PASSAGE TO READ
Term Paper: Business Environment in China

Pages: 5 (1710 words)  ·  Style: MLA  ·  Bibliography Sources: 2  ·  Topic: Economics  ·  Buy This Paper

China

Throughout much of history, China has been a major economic force. The country has been the world's largest economy for 18 of the past 20 centuries (Patten, 2005). Until the 15th century, China had the higher income per capita and was the world's technological leader (the real great leap forward). Up until 1820, China was responsible for 33% of the world's gross domestic product (GDP). However, things took a dramatic downturn between that time and the early twentieth century when China accounted for only 9% of the word's GDP (Gupta, 2008). According to Gupta (2008), the reason for the decline in economic dominance was China's missing out on the industrial revolution that made Europe and America prosperous. During this time, China's rules imposed international trading restrictions and tightened their controls on new technologies (the great leap forward). Today, however, China has regained its footing by changing its ways. Since 1978, when Deng Xiaoping, China's de facto leader, implemented economic reform, its GDP has grown by an average of 9.5% a year, three times the rate in the United States, and faster than in any other economy in the world (the real great leap forward, 2004).

The goal of Chinese economic reform was to help finance the modernization of the mainland Chinese economy. Previous efforts such as the socialist command economy supported by Communist Party of China conservatives and the Maoist attempt at a Great Leap Forward from socialism to communism in China's agriculture had failed (Economic reform in the People's Republic of China)

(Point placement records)
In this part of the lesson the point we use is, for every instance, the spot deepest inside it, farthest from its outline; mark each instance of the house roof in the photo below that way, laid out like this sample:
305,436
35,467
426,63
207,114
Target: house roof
---
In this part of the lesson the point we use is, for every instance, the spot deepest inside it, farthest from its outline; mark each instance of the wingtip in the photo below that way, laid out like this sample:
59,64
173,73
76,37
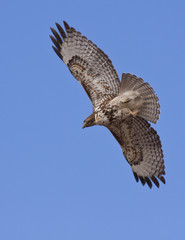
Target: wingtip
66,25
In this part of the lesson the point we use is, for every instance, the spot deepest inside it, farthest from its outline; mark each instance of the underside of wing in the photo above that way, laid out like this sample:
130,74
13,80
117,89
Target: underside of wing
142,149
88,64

EXERCISE TASK A
From the term paper on China's business environment, list every percentage figure it gives.
EXERCISE TASK B
Render this sentence from the term paper on China's business environment into Spanish: "The goal of Chinese economic reform was to help finance the modernization of the mainland Chinese economy."
EXERCISE TASK C
Go on writing the term paper on China's business environment from the point where it stops.
None of the point placement records are needed here.

EXPECTED ANSWER A
33%, 9%, 9.5%

EXPECTED ANSWER B
El objetivo de la reforma económica china era ayudar a financiar la modernización de la economía de China continental.

EXPECTED ANSWER C
Reform during the last quarter century has changed China's economy from a centrally planned system that was largely closed to international trade to a more market-oriented economy that has a rapidly growing private sector (China, the World Fact Book). "Reforms started in the late 1970s with the phasing out of collectivized agriculture, and expanded to include the gradual liberalization of prices, fiscal decentralization, increased autonomy for state enterprises, the foundation of a diversified banking system, the development of stock markets, the rapid growth of the non-state sector, and the opening to foreign trade and investment." (China, the World Fact Book) in 2005, China sold minority shares in four of its largest state banks to foreign investors and made refinements in foreign exchange and bank markets. China is currently increasing its focus on narrowing the gap between rich and poor people in China (Economic reform in the People's Republic of China).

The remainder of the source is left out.